## TASK DESCRIPTION
Tally the lines of the material below that contain the string "brown", with case counting, and reply with the number alone.

begin INPUT FOR THIS TASK

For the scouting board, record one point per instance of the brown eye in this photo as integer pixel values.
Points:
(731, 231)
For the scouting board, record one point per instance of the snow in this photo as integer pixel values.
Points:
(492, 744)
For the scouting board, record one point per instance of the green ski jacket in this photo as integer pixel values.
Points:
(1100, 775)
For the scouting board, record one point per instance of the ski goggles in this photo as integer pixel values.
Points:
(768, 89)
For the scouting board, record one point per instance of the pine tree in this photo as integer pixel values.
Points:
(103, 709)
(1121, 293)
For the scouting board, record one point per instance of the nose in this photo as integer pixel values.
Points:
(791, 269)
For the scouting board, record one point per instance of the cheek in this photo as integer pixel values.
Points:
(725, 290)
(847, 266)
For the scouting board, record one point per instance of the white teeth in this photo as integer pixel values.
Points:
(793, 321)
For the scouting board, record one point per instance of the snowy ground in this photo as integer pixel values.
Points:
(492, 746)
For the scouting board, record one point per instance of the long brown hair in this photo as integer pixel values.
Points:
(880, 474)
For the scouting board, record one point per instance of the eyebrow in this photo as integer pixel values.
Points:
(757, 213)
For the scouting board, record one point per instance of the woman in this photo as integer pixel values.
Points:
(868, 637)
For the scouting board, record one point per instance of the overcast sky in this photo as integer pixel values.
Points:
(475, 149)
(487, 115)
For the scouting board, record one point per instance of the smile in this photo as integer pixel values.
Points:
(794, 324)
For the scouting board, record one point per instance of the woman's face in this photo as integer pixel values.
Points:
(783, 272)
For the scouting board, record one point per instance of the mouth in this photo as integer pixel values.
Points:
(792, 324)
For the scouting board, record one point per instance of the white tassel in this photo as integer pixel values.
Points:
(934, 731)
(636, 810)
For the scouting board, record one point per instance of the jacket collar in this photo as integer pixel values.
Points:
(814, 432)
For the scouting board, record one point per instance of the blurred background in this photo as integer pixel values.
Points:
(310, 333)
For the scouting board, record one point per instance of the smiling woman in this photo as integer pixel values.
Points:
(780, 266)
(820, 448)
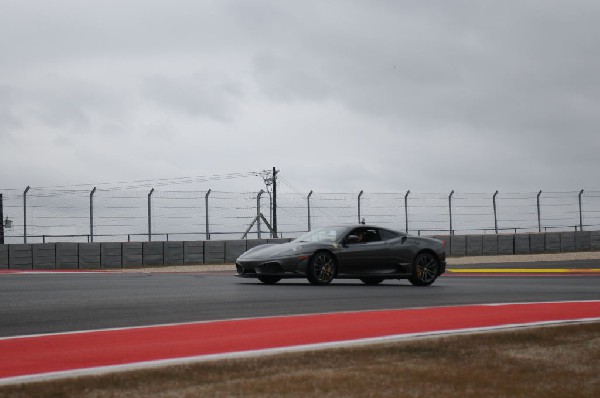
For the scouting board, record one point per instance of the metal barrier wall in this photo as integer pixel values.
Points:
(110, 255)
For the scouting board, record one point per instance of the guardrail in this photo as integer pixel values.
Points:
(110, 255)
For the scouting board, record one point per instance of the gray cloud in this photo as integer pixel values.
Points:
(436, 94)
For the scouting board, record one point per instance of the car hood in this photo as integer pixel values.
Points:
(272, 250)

end INPUT FOR THIS TASK
begin INPUT FOR THIS TASK

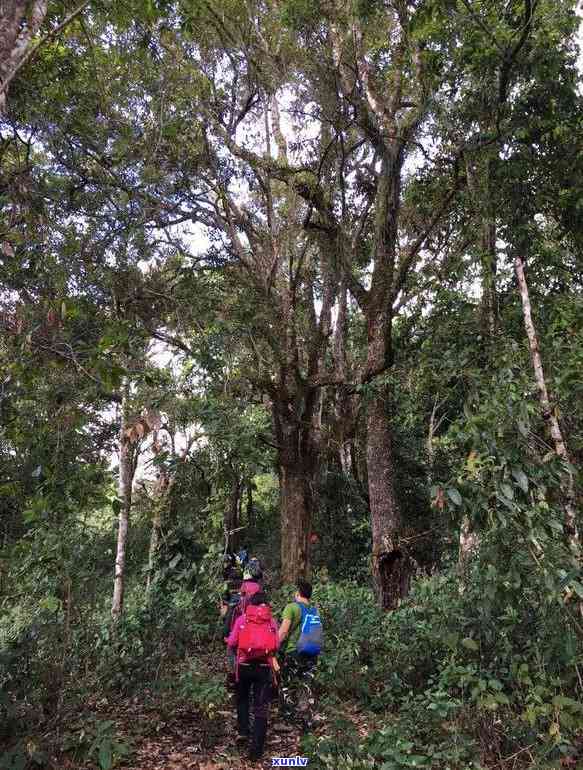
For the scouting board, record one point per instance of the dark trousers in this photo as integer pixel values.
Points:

end INPUT FOR THIS TASK

## EXERCISE OUTPUT
2